Task description: Select the lines of the records containing the word "below" and list them.

Dataset records:
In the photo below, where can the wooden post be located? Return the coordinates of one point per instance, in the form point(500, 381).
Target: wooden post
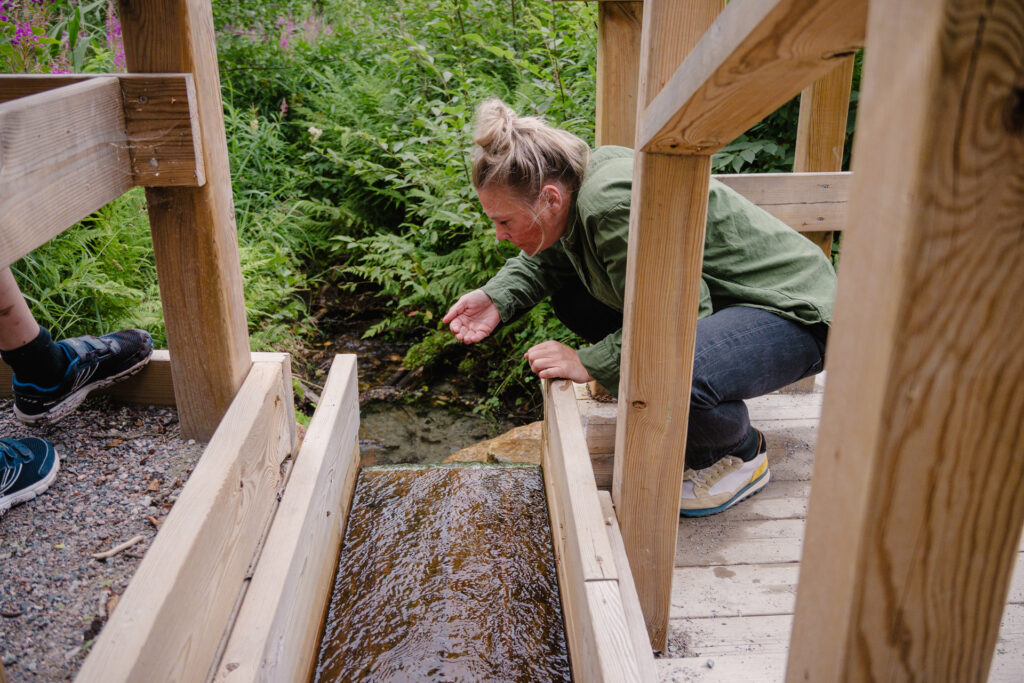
point(617, 71)
point(918, 502)
point(666, 244)
point(194, 233)
point(824, 107)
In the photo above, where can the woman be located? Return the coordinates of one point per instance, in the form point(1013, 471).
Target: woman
point(766, 292)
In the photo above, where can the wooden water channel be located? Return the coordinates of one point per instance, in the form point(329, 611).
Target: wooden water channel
point(913, 524)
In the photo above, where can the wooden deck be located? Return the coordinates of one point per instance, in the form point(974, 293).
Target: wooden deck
point(734, 585)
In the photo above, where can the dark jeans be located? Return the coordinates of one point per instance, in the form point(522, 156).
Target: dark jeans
point(741, 352)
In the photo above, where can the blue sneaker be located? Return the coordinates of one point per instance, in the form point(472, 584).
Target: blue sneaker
point(28, 467)
point(728, 481)
point(95, 363)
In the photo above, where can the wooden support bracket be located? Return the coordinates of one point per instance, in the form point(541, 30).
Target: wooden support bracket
point(738, 73)
point(74, 143)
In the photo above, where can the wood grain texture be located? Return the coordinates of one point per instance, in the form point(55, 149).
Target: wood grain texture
point(162, 124)
point(160, 120)
point(194, 233)
point(806, 202)
point(597, 630)
point(755, 58)
point(628, 592)
point(916, 506)
point(617, 72)
point(666, 244)
point(64, 156)
point(824, 107)
point(274, 637)
point(170, 620)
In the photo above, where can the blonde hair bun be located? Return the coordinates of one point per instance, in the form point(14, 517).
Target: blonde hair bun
point(523, 153)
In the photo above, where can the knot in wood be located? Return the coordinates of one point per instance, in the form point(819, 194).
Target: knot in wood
point(1013, 113)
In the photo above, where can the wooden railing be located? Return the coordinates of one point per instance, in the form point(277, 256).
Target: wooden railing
point(920, 446)
point(72, 143)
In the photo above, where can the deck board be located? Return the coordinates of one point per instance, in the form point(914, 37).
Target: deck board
point(734, 586)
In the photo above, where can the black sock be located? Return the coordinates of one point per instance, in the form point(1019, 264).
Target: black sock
point(750, 446)
point(40, 361)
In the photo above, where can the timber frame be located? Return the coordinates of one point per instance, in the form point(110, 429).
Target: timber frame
point(916, 507)
point(921, 363)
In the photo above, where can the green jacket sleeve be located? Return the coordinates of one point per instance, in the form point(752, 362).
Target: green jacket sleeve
point(525, 281)
point(609, 231)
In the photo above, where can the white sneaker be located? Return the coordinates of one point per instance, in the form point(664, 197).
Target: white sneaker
point(718, 487)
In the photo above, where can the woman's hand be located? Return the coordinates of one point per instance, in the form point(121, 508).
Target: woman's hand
point(472, 317)
point(552, 359)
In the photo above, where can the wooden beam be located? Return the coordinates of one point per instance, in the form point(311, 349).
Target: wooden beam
point(160, 121)
point(617, 72)
point(805, 202)
point(755, 58)
point(666, 244)
point(194, 232)
point(169, 622)
point(65, 156)
point(72, 148)
point(631, 603)
point(274, 637)
point(916, 505)
point(600, 645)
point(824, 107)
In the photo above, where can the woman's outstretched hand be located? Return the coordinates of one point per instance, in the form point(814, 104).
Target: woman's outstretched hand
point(553, 359)
point(472, 317)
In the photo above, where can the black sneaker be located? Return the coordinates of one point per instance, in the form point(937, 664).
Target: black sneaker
point(28, 467)
point(95, 363)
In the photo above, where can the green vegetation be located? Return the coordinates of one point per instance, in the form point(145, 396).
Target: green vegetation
point(348, 127)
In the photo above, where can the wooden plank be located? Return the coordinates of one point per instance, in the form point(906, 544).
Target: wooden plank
point(194, 233)
point(160, 118)
point(666, 244)
point(162, 123)
point(805, 202)
point(742, 590)
point(824, 107)
point(628, 591)
point(915, 512)
point(596, 626)
point(738, 668)
point(755, 58)
point(722, 636)
point(274, 637)
point(744, 542)
point(169, 622)
point(65, 156)
point(617, 72)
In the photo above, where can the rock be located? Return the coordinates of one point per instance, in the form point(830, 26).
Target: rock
point(521, 444)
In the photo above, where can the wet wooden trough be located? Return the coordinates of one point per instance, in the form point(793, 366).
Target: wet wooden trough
point(236, 585)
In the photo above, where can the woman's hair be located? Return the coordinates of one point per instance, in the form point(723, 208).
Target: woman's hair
point(523, 153)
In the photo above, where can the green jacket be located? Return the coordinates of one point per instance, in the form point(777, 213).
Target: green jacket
point(751, 259)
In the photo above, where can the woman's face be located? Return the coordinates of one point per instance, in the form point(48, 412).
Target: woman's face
point(531, 227)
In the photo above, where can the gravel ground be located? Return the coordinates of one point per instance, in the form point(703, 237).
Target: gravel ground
point(121, 470)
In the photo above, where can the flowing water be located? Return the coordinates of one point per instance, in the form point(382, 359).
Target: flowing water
point(446, 573)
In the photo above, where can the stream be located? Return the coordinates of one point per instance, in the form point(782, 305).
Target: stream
point(400, 421)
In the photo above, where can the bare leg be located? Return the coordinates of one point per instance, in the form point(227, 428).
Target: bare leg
point(17, 325)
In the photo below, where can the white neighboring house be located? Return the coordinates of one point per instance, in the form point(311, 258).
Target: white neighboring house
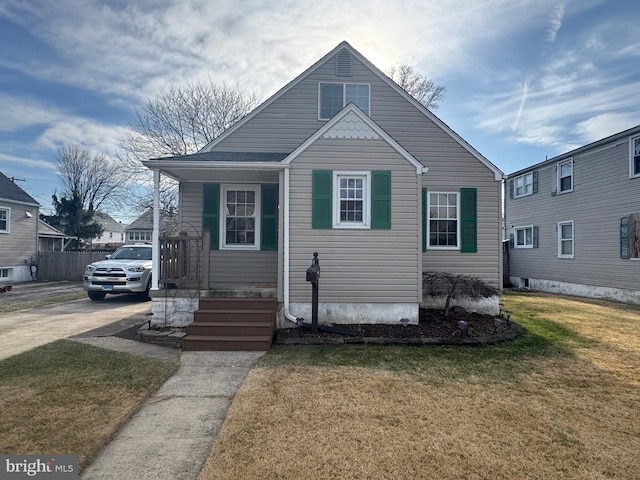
point(113, 235)
point(19, 213)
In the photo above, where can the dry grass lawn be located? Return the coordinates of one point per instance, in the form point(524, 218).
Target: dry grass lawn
point(561, 402)
point(66, 397)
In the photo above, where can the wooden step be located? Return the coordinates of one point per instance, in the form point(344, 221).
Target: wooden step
point(231, 303)
point(260, 343)
point(233, 315)
point(231, 328)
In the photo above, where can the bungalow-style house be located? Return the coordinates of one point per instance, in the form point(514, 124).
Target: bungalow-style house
point(343, 162)
point(574, 221)
point(141, 229)
point(50, 239)
point(19, 213)
point(113, 234)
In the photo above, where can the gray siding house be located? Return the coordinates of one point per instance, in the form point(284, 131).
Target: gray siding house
point(343, 162)
point(18, 232)
point(574, 221)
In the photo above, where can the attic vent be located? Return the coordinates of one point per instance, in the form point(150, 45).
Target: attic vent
point(343, 64)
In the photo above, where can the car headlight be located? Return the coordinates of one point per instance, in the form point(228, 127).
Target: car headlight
point(136, 269)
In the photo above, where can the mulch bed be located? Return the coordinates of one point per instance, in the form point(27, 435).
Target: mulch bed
point(432, 324)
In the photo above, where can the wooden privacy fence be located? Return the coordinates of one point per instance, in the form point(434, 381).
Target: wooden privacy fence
point(67, 265)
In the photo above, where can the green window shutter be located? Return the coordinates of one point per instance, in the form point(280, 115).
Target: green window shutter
point(625, 238)
point(269, 217)
point(321, 199)
point(424, 219)
point(469, 220)
point(381, 199)
point(211, 212)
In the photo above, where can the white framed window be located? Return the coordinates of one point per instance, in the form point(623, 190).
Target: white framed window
point(443, 227)
point(332, 97)
point(351, 199)
point(634, 156)
point(523, 237)
point(139, 236)
point(565, 240)
point(5, 220)
point(523, 185)
point(565, 176)
point(239, 224)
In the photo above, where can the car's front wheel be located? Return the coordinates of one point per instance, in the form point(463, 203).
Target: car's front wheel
point(96, 295)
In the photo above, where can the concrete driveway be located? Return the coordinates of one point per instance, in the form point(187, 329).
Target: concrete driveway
point(23, 330)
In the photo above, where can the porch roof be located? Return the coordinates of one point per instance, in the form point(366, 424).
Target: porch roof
point(221, 166)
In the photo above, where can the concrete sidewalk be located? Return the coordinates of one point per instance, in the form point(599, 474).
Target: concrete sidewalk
point(170, 437)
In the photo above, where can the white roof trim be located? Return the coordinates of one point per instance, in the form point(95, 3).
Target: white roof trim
point(351, 112)
point(498, 174)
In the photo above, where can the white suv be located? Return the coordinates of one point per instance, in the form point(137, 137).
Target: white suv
point(128, 270)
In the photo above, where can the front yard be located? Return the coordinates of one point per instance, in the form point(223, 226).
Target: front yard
point(561, 401)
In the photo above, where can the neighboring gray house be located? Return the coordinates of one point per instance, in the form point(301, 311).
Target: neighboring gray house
point(18, 232)
point(113, 234)
point(50, 239)
point(340, 161)
point(574, 221)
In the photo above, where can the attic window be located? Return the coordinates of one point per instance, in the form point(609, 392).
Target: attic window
point(334, 97)
point(343, 64)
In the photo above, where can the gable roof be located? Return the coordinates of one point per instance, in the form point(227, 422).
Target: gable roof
point(351, 122)
point(11, 192)
point(498, 174)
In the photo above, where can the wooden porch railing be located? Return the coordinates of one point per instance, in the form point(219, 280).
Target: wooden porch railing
point(184, 262)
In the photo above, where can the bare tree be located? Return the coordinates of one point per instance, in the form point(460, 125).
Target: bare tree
point(423, 89)
point(180, 120)
point(93, 178)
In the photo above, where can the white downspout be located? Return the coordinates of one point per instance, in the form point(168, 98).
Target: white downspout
point(285, 309)
point(155, 238)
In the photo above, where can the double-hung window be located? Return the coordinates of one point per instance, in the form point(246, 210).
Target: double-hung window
point(352, 198)
point(241, 209)
point(565, 176)
point(565, 239)
point(634, 156)
point(334, 96)
point(523, 237)
point(5, 218)
point(443, 223)
point(523, 185)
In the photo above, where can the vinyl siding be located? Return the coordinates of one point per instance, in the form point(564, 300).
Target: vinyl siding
point(226, 266)
point(290, 120)
point(21, 242)
point(602, 193)
point(357, 265)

Expected output:
In the photo below, where can the wooden post be located? Return the coordinates of one point per instance, in the form point(500, 381).
In the photo below, where can the white neighboring house be located? Return the coordinates of one point per instance, in the form point(311, 258).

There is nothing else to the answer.